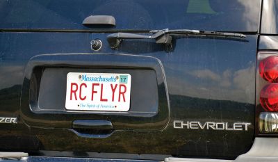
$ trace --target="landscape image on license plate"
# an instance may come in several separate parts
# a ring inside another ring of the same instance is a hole
[[[70,72],[65,108],[74,111],[128,111],[129,74]]]

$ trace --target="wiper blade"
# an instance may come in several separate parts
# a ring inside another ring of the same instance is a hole
[[[224,37],[234,38],[243,38],[246,35],[236,33],[225,33],[218,31],[206,31],[188,29],[176,29],[169,30],[168,29],[163,30],[152,30],[150,33],[153,35],[140,35],[129,33],[116,33],[110,34],[107,36],[107,41],[112,49],[117,48],[124,39],[154,39],[158,44],[171,44],[172,36],[173,35],[202,35],[212,37]]]

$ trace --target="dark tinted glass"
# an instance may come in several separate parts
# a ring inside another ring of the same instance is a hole
[[[114,29],[256,31],[259,6],[259,0],[0,1],[0,29],[88,30],[85,17],[106,15],[115,17]]]

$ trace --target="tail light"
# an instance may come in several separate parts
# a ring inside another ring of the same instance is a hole
[[[260,103],[266,111],[278,111],[278,84],[268,84],[261,90]]]
[[[262,60],[259,65],[260,76],[269,82],[278,82],[278,56],[271,56]]]
[[[278,133],[278,52],[258,54],[257,133]]]

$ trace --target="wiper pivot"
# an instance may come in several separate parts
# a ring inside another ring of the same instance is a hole
[[[218,31],[205,31],[188,29],[169,30],[168,29],[163,30],[152,30],[150,33],[153,35],[140,35],[129,33],[116,33],[110,34],[107,36],[107,41],[112,49],[117,48],[124,39],[154,39],[157,44],[172,44],[172,35],[203,35],[203,36],[218,36],[224,38],[245,38],[246,35],[241,33],[224,33]]]

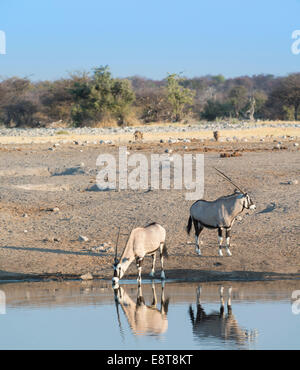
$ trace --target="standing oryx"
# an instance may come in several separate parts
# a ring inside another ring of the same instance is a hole
[[[217,169],[216,169],[217,170]],[[231,184],[236,186],[231,179],[223,174],[223,172],[217,170],[223,178],[229,181]],[[226,252],[228,256],[231,256],[230,252],[230,230],[235,221],[235,218],[245,208],[255,209],[256,206],[250,199],[249,195],[236,186],[238,191],[233,194],[220,197],[214,201],[198,200],[190,208],[190,217],[187,225],[187,233],[191,231],[192,223],[195,228],[195,239],[196,239],[196,252],[201,255],[199,247],[199,235],[204,227],[209,229],[218,229],[219,239],[219,255],[223,256],[222,253],[222,232],[226,230]]]
[[[136,229],[133,229],[129,235],[128,241],[120,259],[117,258],[116,246],[114,277],[112,279],[113,285],[118,284],[118,281],[122,279],[125,271],[128,269],[133,260],[136,261],[139,274],[137,280],[140,284],[142,274],[142,262],[146,255],[152,256],[153,258],[150,276],[154,276],[156,251],[158,249],[160,251],[161,279],[165,279],[163,261],[164,256],[168,256],[165,239],[166,230],[156,222],[153,222],[145,227],[137,227]]]

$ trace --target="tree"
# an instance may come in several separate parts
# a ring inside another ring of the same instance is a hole
[[[232,106],[230,103],[221,103],[220,101],[208,100],[201,118],[207,119],[208,121],[214,121],[216,118],[229,117],[232,113]]]
[[[77,125],[84,120],[100,122],[107,117],[122,125],[135,100],[130,81],[112,78],[108,66],[95,68],[90,81],[74,83],[71,93],[75,100],[72,117]]]
[[[171,105],[171,119],[179,122],[193,104],[195,92],[180,85],[183,81],[176,73],[167,77],[167,99]]]
[[[297,121],[300,107],[300,73],[294,73],[283,78],[271,92],[268,105],[278,107],[281,114],[288,108],[292,108],[294,119]]]
[[[229,92],[229,102],[233,107],[235,117],[238,118],[248,102],[248,91],[244,86],[235,86]]]

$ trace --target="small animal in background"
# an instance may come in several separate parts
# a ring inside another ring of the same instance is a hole
[[[214,138],[215,138],[216,141],[219,141],[219,138],[220,138],[219,131],[214,131]]]
[[[135,131],[134,133],[134,140],[141,141],[143,140],[143,133],[141,131]]]

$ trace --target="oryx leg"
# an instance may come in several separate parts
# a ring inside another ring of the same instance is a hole
[[[143,263],[143,257],[137,257],[136,258],[136,267],[138,269],[138,284],[140,285],[142,282],[142,263]]]
[[[193,222],[194,222],[194,227],[195,227],[195,242],[196,242],[196,253],[201,256],[201,250],[200,250],[200,246],[199,246],[199,236],[201,234],[201,231],[203,230],[203,226],[201,225],[201,223],[197,220],[194,220],[193,219]]]
[[[230,231],[231,231],[231,228],[229,227],[228,229],[226,229],[226,253],[228,256],[231,256],[231,252],[229,250],[230,248]]]
[[[156,295],[155,285],[154,285],[153,282],[152,282],[152,296],[153,296],[153,300],[152,300],[151,307],[156,308],[156,305],[157,305],[157,295]]]
[[[145,304],[145,299],[143,297],[143,292],[142,292],[142,286],[140,284],[138,285],[138,295],[136,299],[136,304],[137,306],[141,306]]]
[[[159,255],[160,255],[160,264],[161,264],[161,274],[160,274],[160,278],[161,279],[165,279],[166,278],[165,271],[164,271],[164,255],[163,255],[163,250],[164,250],[164,243],[160,243],[160,246],[159,246]]]
[[[222,253],[222,241],[223,241],[222,229],[220,227],[218,227],[219,256],[223,256],[223,253]]]
[[[151,269],[151,272],[149,274],[151,277],[154,277],[155,261],[156,261],[156,253],[152,254],[152,269]]]
[[[224,296],[223,296],[223,292],[224,292],[224,287],[221,286],[219,288],[219,293],[220,293],[220,316],[224,316]]]
[[[227,300],[227,314],[228,317],[232,315],[232,309],[231,309],[231,292],[232,292],[232,287],[228,288],[228,300]]]

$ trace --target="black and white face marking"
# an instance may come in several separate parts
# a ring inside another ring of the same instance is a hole
[[[122,271],[122,266],[119,263],[119,261],[116,261],[113,265],[114,268],[114,277],[112,278],[113,284],[117,284],[119,280],[121,279],[121,271]]]
[[[244,197],[245,197],[244,207],[247,208],[247,209],[255,209],[256,205],[252,202],[249,195],[247,193],[245,193]]]

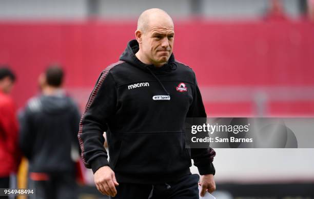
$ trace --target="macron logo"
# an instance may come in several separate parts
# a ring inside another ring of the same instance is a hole
[[[135,88],[142,87],[142,86],[149,86],[149,84],[148,82],[134,84],[128,86],[128,89],[130,90]]]

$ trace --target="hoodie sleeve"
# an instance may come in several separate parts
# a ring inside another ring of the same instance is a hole
[[[89,97],[78,134],[83,162],[94,173],[109,165],[103,135],[107,130],[108,121],[114,114],[116,101],[115,83],[106,69],[101,74]]]
[[[195,76],[195,74],[194,74]],[[187,117],[206,117],[201,92],[194,79],[195,89],[193,94],[193,102],[190,106]],[[211,147],[208,148],[191,148],[191,156],[194,165],[198,167],[200,174],[215,174],[215,168],[212,162],[216,153]]]
[[[28,106],[18,114],[20,124],[19,144],[23,154],[29,160],[31,159],[32,147],[34,146],[35,131],[31,127],[31,113]]]

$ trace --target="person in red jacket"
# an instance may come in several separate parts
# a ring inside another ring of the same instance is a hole
[[[9,187],[10,175],[17,170],[19,153],[14,103],[8,95],[15,80],[9,68],[0,67],[0,188]]]

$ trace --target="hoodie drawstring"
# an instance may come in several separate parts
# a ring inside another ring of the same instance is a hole
[[[152,185],[151,186],[151,190],[150,191],[150,193],[149,193],[149,195],[148,195],[148,198],[147,199],[150,199],[152,197],[152,193],[154,190],[154,185]]]

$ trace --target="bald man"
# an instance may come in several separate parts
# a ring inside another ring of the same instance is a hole
[[[195,74],[174,59],[173,22],[164,11],[142,13],[135,36],[90,95],[78,135],[83,161],[112,198],[199,198],[191,158],[203,195],[215,189],[215,153],[185,148],[186,118],[206,117]]]

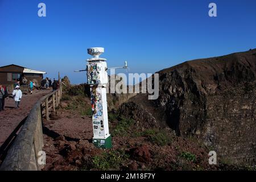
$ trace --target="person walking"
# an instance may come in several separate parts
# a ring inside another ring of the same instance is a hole
[[[53,91],[57,90],[57,81],[56,80],[54,80],[53,82],[52,83]]]
[[[22,92],[19,89],[19,86],[17,85],[13,92],[13,96],[14,97],[15,102],[15,109],[19,107],[19,103],[22,97]]]
[[[26,78],[26,77],[24,77],[23,79],[22,79],[22,84],[23,85],[26,85],[27,84],[27,80]]]
[[[0,85],[0,89],[1,89],[1,92],[2,92],[2,88],[3,88],[4,94],[3,98],[2,98],[2,110],[5,110],[5,100],[8,97],[8,91],[7,90],[6,86]],[[2,94],[2,93],[1,93]]]
[[[2,85],[0,85],[0,111],[2,111],[2,110],[3,110],[3,106],[2,105],[3,104],[3,100],[4,100],[5,97],[5,90],[3,89],[3,88]]]
[[[49,88],[49,80],[48,78],[46,78],[46,87],[47,89]]]
[[[52,80],[51,80],[51,78],[49,78],[49,88],[52,87]]]
[[[20,85],[19,85],[19,81],[17,81],[15,82],[14,84],[14,88],[16,88],[16,86],[20,86]]]
[[[32,81],[30,81],[30,94],[32,94],[32,93],[33,92],[33,82]]]

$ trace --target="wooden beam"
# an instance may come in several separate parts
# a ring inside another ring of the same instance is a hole
[[[46,120],[49,121],[49,104],[48,102],[48,97],[46,98]]]

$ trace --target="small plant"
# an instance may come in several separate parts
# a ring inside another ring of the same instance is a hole
[[[82,109],[80,111],[80,114],[81,115],[88,115],[88,116],[92,116],[92,108],[91,107],[87,107],[84,109]]]
[[[118,115],[117,114],[110,112],[108,113],[108,117],[109,118],[109,121],[111,122],[116,120],[117,119]]]
[[[157,129],[150,129],[146,130],[142,133],[142,136],[146,137],[150,137],[152,135],[155,135],[159,131]]]
[[[112,131],[113,136],[127,136],[128,131],[130,130],[131,127],[134,125],[133,119],[121,117],[118,123]]]
[[[100,155],[93,157],[93,163],[94,168],[100,170],[110,169],[118,169],[120,166],[127,162],[129,158],[124,151],[104,151]]]
[[[160,146],[169,144],[172,142],[171,136],[168,134],[167,131],[159,131],[151,135],[150,139],[152,142],[155,143]]]
[[[188,152],[183,152],[180,154],[180,156],[184,158],[186,160],[195,162],[196,161],[196,155]]]
[[[70,101],[71,100],[71,97],[67,94],[63,94],[61,97],[61,101]]]

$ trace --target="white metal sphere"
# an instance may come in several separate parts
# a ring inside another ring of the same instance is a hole
[[[104,52],[104,47],[91,47],[87,49],[87,53],[94,57],[99,57],[99,56]]]

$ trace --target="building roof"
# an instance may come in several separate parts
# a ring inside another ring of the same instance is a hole
[[[46,74],[46,72],[42,72],[40,71],[36,71],[34,69],[31,69],[28,68],[24,68],[23,73],[39,73],[39,74]]]
[[[15,67],[23,68],[24,68],[23,72],[25,73],[38,73],[38,74],[46,74],[46,72],[43,72],[43,71],[36,71],[36,70],[34,70],[34,69],[31,69],[29,68],[25,68],[24,67],[19,66],[18,65],[13,64],[7,65],[3,66],[3,67],[1,67],[0,68],[7,67],[10,67],[10,66],[15,66]]]

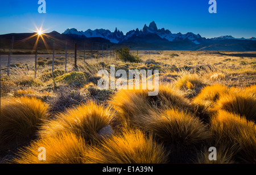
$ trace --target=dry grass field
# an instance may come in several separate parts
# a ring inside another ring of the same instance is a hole
[[[42,55],[36,78],[33,57],[12,61],[9,77],[2,58],[0,163],[256,163],[256,52],[152,52],[129,62],[86,52],[77,69],[68,55],[67,72],[57,56],[53,75]],[[159,70],[158,95],[100,89],[110,65]]]

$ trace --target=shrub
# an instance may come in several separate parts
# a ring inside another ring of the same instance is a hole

##########

OBJECTIVE:
Write out the records again, from the start through the line that contains "[[[278,133],[278,52],[258,54],[257,133]]]", including both of those lines. Add 42 to every coordinate in the polygon outlines, keep the requests unchanged, and leave the pictures out.

EXERCISE ANSWER:
$ trace --target="landscape image on license plate"
# an instance may come in several separate parts
# a ring inside another ring of the same instance is a hole
[[[112,114],[107,150],[116,153],[170,153],[171,116]]]

$ trace --target="wiper blade"
# an instance may come in several separate parts
# a ring inside another ring of the same instance is a hole
[[[266,79],[276,80],[285,80],[288,77],[278,75],[267,75],[260,73],[248,73],[230,71],[218,71],[211,72],[210,71],[205,72],[194,72],[192,75],[195,77],[182,77],[171,75],[158,75],[152,76],[149,78],[149,83],[154,91],[159,90],[166,81],[196,81],[200,86],[213,86],[214,78],[215,77],[244,77],[254,79]]]

$ trace --target="dark tinted glass"
# an instance may come in several separate parts
# a ring inside another ring of the same instance is a hole
[[[156,71],[298,73],[301,48],[301,42],[42,43],[42,71],[130,72],[127,59],[148,57],[157,59]]]

$ trace --target="tail light"
# an instance may come in several separate parts
# a ring inside another ring of the same instance is a hole
[[[302,145],[308,153],[320,153],[320,126],[310,126],[303,132]]]
[[[304,102],[301,107],[302,118],[311,124],[320,124],[320,98],[313,98]]]
[[[320,175],[320,94],[300,96],[299,175]]]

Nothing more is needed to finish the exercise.